§ WORK TO COMPLETE
1. In the passage about Tony Kelly, what reasoning led him to propose a university research park at Guildford?
2. List every title, post, or fellowship that the Tony Kelly passage says he held.
3. Pick up the account of Tony Kelly's career after its last sentence and continue it.

━━━ READING PASSAGE

As Vice-Chancellor, Tony Kelly was closely involved with the founding and subsequent establishment of the Surrey Research Park in 1984, perhaps the most important achievement during his time at Guildford.  The notion of a research park had first occupied his mind back in 1977, after he spent much of the summer vacation working in the research laboratories of Atlas Capo, a high-technology company whose labs stood in an attractive park.  “There were researchers from all over the world, which brought a real international culture to the place. I remember thinking, Guildford is an attractive place too… And we, the University, have land to spare.  So why don’t we build a university research park”.

Tony would, have course, been very familiar with the success of the Cambridge Science Park.  By ‘85/’86, the Vice-Chancellor was able to point out proudly that: “Surrey now receives a lower proportion of its recurrent income from exchequer grants (53.6%) than any other UK university”.  Recognition for Tony Kelly’s endeavours together now with optimistic support of the faculties won for the University the Queen’s Award for Export Achievement in attracting students from overseas.

Tony Kelly returned to Churchill College in 1985 when he was elected to the College’s prestigious Extraordinary Fellowship until his retirement in 1996.  In his retirement he devoted much of his time to the College, including taking on the role of Editor of the Churchill Review for many years. He became Emeritus Professor and Distinguished Research Fellow at the University of Cambridge and joined the Department of Materials Science and Metallurgy, working in the Composites and Coatings Group.

━━━━━━
━━━ ENTRIES PROVIDED

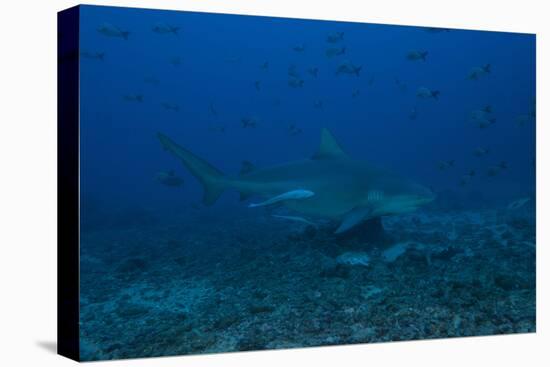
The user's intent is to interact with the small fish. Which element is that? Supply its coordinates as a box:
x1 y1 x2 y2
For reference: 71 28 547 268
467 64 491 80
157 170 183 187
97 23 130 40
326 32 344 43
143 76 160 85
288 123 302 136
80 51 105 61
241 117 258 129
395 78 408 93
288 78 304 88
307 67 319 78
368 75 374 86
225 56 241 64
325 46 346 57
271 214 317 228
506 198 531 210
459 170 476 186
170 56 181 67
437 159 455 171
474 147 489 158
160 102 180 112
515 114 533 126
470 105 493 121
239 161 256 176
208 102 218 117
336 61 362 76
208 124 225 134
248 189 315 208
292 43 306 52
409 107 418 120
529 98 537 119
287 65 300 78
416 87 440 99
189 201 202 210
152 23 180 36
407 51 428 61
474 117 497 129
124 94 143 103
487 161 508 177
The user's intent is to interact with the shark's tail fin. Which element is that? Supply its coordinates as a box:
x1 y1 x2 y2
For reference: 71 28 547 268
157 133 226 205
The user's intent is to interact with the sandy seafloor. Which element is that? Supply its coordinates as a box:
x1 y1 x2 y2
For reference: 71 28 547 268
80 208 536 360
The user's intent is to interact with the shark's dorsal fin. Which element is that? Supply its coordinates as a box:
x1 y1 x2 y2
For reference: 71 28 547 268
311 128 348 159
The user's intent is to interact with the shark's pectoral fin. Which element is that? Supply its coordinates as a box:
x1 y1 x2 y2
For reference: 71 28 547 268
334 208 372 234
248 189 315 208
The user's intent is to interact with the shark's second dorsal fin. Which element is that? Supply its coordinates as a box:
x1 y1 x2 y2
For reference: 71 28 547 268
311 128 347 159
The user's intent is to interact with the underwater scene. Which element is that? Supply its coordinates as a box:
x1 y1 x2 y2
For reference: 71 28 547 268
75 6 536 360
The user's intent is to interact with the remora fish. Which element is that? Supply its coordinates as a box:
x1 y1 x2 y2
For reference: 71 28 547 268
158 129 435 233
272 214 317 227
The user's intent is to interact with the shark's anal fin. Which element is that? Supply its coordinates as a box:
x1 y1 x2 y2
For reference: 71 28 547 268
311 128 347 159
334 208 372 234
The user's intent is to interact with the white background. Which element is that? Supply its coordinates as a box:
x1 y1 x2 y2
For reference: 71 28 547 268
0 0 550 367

━━━━━━
━━━ ENTRIES PROVIDED

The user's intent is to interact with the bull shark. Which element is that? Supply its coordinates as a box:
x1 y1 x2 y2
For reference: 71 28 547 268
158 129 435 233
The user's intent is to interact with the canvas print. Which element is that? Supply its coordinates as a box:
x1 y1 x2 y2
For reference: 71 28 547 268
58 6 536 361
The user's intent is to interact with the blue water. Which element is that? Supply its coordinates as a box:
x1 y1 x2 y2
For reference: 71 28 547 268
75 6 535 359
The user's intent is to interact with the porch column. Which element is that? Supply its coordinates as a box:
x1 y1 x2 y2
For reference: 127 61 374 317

━━━━━━
━━━ ENTRIES PROVIDED

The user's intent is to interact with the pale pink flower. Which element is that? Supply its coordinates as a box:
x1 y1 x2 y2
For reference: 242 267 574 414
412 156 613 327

━━━━━━

§ RESULTS BY TASK
1. In 1977 he spent much of the summer working at Atlas Capo's research labs, which stood in an attractive park. He reasoned that Guildford was also an attractive place and that the University had land to spare, so it could build its own research park.

2.
- Vice-Chancellor
- Extraordinary Fellowship at Churchill College
- Editor of the Churchill Review
- Emeritus Professor
- Distinguished Research Fellow at the University of Cambridge

3.
The fact that Tony would reach 85 in 2013 had not escaped the notice of the “composites community”, which inspired the occasion in the spring of 2013 at Queens’ College Cambridge, of the Cambridge-Sheffield-Manchester Universities combined meetings on “Deformation and Fracture of Composites” and “Structural Integrity and Multi-scale Modelling of Engineering Composites”.

The celebration took the form of a scientific meeting and college feast accompanied by the University of Surrey Swing Band. Papers were presented by distinguished scientists and engineers whose research over the years has been influenced in one way or another by the insightful work of Tony Kelly. Tony himself participated in most of the Meeting sessions, showing flair and imagination and capability for originality despite having suffered a stroke only a few weeks earlier on one of his lecture tours of Australia.

Tony continued to travel the world attending conferences and lecturing and most recently he supported a proposal to the Hooke Committee of The Royal Society for a Discussion Meeting on Composites, which proved successful.  By chance, The Royal Society selected January 25th, 2016 for the Meeting, which happens to be the birthday of Tony Kelly.

He will be greatly missed.


Professor Anthony Kelly (25 January 1929—3 June 2014)

Emeritus Professor and Distinguished Research Fellow at Cambridge University; Extraordinary Fellow of Churchill College Cambridge; Vice-Chancellor, University of Surrey (retired); Fellow of the Royal Society; Fellow of the Royal Academy of Engineering; Foreign Associate of the US National Academy of Engineering; Fellow of the Institution of Materials, Minerals, and Mining (IOM3) (past President); Fellow of the Institute of Physics; Honorary Fellow of the Institute of Linguists; Chairman of the Committee on Structural Safety of the Institutions of Civil and of Structural Engineers.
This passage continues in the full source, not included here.